Can you render every line of the material below as a Markdown table with the columns "Row" and "Line text", numbering the rows in order, skipping blank lines, and leaving the pictures out?

━━ Data to process ━━

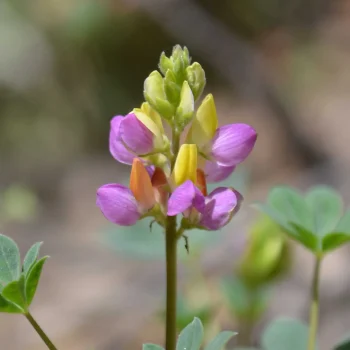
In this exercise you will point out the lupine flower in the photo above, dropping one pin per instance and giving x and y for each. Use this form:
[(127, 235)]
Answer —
[(222, 147), (190, 198), (125, 206), (137, 134)]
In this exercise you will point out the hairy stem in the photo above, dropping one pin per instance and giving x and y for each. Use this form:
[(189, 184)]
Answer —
[(314, 307), (171, 238), (41, 333)]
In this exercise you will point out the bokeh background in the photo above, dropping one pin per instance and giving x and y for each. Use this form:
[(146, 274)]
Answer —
[(67, 67)]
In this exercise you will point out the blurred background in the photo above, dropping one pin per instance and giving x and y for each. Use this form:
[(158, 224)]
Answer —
[(67, 67)]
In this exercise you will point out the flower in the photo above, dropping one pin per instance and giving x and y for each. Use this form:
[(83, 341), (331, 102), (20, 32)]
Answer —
[(223, 147), (125, 206), (190, 197), (137, 134), (209, 212)]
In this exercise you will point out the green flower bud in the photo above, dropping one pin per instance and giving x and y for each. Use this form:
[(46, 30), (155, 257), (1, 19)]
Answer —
[(184, 112), (165, 63), (155, 95), (267, 256), (172, 89), (195, 76), (181, 60)]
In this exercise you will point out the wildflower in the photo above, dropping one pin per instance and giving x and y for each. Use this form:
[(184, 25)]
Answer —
[(137, 134), (190, 197), (125, 206), (209, 212), (222, 147)]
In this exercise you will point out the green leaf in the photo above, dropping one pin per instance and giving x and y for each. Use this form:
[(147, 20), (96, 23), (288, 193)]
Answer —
[(334, 240), (306, 238), (191, 337), (344, 223), (326, 206), (31, 257), (343, 344), (10, 263), (220, 340), (33, 278), (8, 307), (285, 334), (291, 205), (151, 347), (15, 293)]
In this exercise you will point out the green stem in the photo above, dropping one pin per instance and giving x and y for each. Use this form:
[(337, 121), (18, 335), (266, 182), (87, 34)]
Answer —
[(314, 308), (171, 273), (171, 263), (39, 330)]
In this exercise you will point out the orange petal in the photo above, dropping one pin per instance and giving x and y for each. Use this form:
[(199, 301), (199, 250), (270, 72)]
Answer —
[(141, 186), (158, 178), (201, 182)]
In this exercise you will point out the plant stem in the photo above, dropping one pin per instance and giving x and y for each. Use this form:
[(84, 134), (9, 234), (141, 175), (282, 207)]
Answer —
[(314, 308), (39, 330), (171, 273), (171, 263)]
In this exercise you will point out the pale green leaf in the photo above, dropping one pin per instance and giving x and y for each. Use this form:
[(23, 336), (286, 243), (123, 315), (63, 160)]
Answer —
[(10, 263), (220, 340), (33, 278), (191, 337), (31, 257)]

━━━

### Result of the exercise
| Row | Line text |
|---|---|
| 1 | In this exercise you will point out the lupine flower in the photo above, dropping one pin per instance and giving x and y for each. Use this form: |
| 2 | [(127, 235)] |
| 3 | Answer — |
| 4 | [(222, 147), (190, 198), (125, 206), (137, 134)] |
| 5 | In this exercise you will point out the hairy stem in the photo above, dropping one pin per instance and giving x and y for each. Use this form: |
| 6 | [(189, 184)] |
| 7 | Answer — |
| 8 | [(314, 307), (171, 238), (41, 333)] |
| 9 | In this exercise you will point out the bokeh background in the photo above, dropping one pin per instance and giving x and y for each. Use this form: |
| 10 | [(146, 274)] |
| 11 | Answer — |
| 12 | [(67, 67)] |
| 13 | In this exercise you will point out the blurred background in the photo above, dropping one pin per instance and giving x and y for each. Use this form: |
| 14 | [(158, 224)] |
| 15 | Answer — |
| 16 | [(67, 67)] |
| 17 | In this exercise you will point out the flower in the photo above, dropping one pin per instance and giving x and y for each. Use this form: |
| 18 | [(83, 341), (331, 102), (20, 32)] |
| 19 | Answer — |
| 20 | [(223, 147), (125, 206), (190, 197), (137, 134), (209, 212)] |
| 21 | In this exercise you will point out the green flower bud in the photo above, dropping one pin per instance and giving x and y for each. Use this form: |
| 22 | [(46, 30), (155, 257), (1, 19)] |
| 23 | Answer — |
| 24 | [(184, 112), (165, 63), (155, 95), (267, 256), (172, 89), (195, 76), (181, 60)] |
| 25 | In this exercise you will point out the wildflower in the photo above, dropping one pin per instance and giving x and y for each. Use this form: |
| 26 | [(184, 25)] |
| 27 | Answer — |
| 28 | [(137, 134), (190, 197), (125, 206), (209, 212), (222, 147)] |
| 29 | In this exercise you will point out the green leaf in the photo above, dropping one pin per instance and giving x and y for each. Use this form: |
| 30 | [(147, 20), (96, 23), (288, 193)] |
| 31 | Answer — |
| 32 | [(334, 240), (306, 238), (191, 337), (344, 223), (326, 206), (31, 257), (343, 344), (10, 263), (220, 340), (33, 278), (8, 307), (285, 334), (291, 205), (151, 347), (15, 293)] |
| 33 | In this exercise you will point out the green stem in the photo above, dropping one pin per instance and giving x and y for each. Use this form: |
| 34 | [(337, 121), (18, 335), (266, 182), (87, 34)] |
| 35 | Answer — |
| 36 | [(314, 308), (171, 273), (171, 263), (39, 330)] |
| 37 | In this exercise you will point out the orange petal in the photo above, dropping one pin per instance and giving x and y for each. Use this form: |
| 38 | [(199, 301), (199, 250), (270, 72)] |
| 39 | Answer — |
| 40 | [(141, 186), (158, 178), (201, 182)] |
| 41 | In this exercise you will point out the plant stem in the photo above, dropping one pin per instance and giving x and y for each. Use this form: |
| 42 | [(84, 134), (9, 234), (141, 175), (282, 207)] |
| 43 | Answer — |
| 44 | [(314, 308), (39, 330), (171, 273), (171, 263)] |
| 45 | In this exercise you will point out the pale green leaf in the photo above, dropping one pin per instance and giving x and y for each. Use this form: |
| 46 | [(23, 336), (286, 243), (123, 315), (63, 160)] |
| 47 | Answer — |
| 48 | [(10, 263), (220, 340), (33, 278), (191, 337), (31, 257)] |